AIM:
Copy out word for word the stretch of the entries below, from the line containing "For each instance of the window" through the last line of the entries, and nothing else.

RECORDS:

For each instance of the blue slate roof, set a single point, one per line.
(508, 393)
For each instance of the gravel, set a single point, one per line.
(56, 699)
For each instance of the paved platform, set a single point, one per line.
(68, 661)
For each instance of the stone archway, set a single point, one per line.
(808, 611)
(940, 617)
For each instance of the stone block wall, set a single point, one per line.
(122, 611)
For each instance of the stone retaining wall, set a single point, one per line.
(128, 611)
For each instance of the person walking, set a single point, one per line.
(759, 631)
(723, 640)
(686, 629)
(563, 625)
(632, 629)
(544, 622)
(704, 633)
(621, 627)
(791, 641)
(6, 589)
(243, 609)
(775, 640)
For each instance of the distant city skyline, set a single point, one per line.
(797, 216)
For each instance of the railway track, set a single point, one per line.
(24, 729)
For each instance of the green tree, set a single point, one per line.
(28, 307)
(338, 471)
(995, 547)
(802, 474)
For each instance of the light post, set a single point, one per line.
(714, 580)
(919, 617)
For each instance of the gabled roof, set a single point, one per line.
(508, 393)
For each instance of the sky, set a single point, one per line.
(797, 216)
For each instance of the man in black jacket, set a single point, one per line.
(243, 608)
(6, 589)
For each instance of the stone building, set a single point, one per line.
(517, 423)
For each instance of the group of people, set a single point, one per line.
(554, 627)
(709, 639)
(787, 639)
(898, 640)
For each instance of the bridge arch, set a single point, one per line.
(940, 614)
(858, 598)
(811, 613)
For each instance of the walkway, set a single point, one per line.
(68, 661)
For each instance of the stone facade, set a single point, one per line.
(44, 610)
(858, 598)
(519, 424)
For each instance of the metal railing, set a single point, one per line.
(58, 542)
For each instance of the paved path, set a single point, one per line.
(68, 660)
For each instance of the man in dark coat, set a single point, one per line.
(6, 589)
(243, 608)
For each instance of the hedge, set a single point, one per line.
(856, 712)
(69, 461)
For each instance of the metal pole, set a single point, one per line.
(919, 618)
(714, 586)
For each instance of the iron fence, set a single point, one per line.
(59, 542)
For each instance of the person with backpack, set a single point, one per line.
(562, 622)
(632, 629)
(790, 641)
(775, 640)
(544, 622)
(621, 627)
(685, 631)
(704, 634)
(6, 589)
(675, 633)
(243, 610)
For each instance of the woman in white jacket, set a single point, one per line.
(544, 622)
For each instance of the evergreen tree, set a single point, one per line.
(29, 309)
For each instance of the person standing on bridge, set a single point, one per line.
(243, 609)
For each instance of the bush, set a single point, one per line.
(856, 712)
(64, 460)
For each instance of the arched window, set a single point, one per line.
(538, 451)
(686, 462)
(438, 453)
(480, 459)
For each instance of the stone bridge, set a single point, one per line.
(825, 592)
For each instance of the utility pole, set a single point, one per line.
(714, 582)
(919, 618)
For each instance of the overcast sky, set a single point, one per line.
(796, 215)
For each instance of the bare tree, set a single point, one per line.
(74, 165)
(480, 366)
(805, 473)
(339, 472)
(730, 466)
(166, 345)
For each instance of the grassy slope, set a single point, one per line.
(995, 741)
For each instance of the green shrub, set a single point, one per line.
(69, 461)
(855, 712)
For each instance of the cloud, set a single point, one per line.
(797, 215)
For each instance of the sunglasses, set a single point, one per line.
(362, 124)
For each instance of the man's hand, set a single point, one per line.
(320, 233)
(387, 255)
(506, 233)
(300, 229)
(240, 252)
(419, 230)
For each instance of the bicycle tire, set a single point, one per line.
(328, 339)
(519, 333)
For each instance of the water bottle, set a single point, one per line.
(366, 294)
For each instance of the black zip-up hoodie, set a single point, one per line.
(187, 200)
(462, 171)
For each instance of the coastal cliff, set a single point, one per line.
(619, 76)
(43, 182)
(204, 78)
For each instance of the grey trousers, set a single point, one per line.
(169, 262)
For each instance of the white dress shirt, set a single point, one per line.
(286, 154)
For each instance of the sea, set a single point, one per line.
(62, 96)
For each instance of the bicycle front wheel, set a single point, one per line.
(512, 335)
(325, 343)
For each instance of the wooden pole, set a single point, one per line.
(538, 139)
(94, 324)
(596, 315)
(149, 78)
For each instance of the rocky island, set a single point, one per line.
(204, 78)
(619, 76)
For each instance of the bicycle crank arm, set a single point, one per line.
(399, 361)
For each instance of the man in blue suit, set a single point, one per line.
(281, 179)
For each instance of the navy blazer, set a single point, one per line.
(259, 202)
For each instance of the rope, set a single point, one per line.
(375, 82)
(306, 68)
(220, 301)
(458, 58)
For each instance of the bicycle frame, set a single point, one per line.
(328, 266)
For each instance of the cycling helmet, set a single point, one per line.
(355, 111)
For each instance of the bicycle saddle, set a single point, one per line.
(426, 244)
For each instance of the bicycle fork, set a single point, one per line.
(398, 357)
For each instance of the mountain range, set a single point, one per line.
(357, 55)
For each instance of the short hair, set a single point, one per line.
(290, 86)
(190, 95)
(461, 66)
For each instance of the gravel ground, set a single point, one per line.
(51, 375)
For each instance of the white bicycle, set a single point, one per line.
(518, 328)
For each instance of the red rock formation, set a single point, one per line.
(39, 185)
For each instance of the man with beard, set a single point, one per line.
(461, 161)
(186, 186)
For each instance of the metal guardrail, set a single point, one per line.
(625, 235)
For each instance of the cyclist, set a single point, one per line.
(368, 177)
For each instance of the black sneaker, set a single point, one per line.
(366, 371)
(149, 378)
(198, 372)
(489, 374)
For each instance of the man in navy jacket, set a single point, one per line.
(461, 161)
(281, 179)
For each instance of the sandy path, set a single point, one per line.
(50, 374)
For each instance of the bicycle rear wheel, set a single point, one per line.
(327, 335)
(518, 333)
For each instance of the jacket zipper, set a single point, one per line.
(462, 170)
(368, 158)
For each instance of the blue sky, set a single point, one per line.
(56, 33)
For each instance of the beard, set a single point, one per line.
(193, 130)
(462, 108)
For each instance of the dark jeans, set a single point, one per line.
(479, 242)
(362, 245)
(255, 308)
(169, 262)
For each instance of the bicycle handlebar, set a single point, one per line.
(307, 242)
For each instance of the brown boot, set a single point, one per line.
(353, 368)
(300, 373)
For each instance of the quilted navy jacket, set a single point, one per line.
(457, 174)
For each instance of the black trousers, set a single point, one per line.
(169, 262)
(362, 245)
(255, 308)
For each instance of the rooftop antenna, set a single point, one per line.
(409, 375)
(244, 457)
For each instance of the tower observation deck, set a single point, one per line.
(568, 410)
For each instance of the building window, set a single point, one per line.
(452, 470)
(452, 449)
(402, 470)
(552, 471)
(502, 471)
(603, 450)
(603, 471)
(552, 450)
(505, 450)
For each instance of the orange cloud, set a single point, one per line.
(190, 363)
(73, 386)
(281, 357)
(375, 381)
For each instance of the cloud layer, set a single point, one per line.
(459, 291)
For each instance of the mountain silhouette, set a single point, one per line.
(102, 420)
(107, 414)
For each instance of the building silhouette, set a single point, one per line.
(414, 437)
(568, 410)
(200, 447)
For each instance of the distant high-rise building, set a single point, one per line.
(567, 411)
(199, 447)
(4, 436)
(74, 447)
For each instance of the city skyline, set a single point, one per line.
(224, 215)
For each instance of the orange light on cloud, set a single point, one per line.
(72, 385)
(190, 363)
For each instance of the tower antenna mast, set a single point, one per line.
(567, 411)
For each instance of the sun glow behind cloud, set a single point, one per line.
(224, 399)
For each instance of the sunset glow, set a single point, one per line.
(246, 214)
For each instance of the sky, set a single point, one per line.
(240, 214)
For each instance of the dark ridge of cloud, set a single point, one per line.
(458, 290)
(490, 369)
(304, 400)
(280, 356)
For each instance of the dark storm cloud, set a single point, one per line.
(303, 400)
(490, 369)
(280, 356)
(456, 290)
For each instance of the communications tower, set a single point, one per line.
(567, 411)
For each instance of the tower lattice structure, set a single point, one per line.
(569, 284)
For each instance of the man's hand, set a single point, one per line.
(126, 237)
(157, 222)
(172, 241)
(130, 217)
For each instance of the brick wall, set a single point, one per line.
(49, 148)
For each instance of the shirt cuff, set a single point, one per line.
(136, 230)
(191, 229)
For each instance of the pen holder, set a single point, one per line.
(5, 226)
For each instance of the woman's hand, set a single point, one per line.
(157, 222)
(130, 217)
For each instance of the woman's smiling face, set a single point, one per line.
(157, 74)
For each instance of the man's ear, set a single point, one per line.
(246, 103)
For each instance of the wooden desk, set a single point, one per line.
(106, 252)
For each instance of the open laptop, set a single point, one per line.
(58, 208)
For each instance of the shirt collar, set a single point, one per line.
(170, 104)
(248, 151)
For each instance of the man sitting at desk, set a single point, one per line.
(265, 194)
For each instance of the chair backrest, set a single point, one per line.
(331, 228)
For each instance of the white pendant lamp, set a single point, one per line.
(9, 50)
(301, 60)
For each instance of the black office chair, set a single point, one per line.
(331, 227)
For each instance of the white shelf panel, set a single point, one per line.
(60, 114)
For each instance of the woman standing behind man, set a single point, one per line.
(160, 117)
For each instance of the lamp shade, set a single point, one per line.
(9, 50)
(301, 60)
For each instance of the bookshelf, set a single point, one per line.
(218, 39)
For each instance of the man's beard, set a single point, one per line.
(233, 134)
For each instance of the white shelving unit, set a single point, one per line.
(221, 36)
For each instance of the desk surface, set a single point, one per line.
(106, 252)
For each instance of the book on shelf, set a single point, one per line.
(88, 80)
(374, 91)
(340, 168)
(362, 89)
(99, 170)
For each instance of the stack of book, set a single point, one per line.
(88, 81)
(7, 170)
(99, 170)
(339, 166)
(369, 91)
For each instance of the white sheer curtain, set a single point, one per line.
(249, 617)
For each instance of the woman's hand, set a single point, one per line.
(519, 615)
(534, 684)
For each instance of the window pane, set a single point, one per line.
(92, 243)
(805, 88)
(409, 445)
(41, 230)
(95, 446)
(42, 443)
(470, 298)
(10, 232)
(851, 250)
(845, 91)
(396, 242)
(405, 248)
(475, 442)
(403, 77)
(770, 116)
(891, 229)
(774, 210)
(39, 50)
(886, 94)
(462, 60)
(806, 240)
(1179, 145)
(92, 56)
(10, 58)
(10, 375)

COMPLETED TASK:
For each instance of the window pane, set a single point, one per line.
(92, 243)
(805, 88)
(409, 445)
(41, 230)
(95, 446)
(42, 443)
(470, 298)
(10, 232)
(851, 250)
(845, 91)
(396, 242)
(405, 248)
(475, 442)
(403, 77)
(770, 116)
(891, 229)
(774, 210)
(39, 50)
(886, 94)
(462, 60)
(806, 240)
(1179, 145)
(92, 56)
(10, 58)
(10, 375)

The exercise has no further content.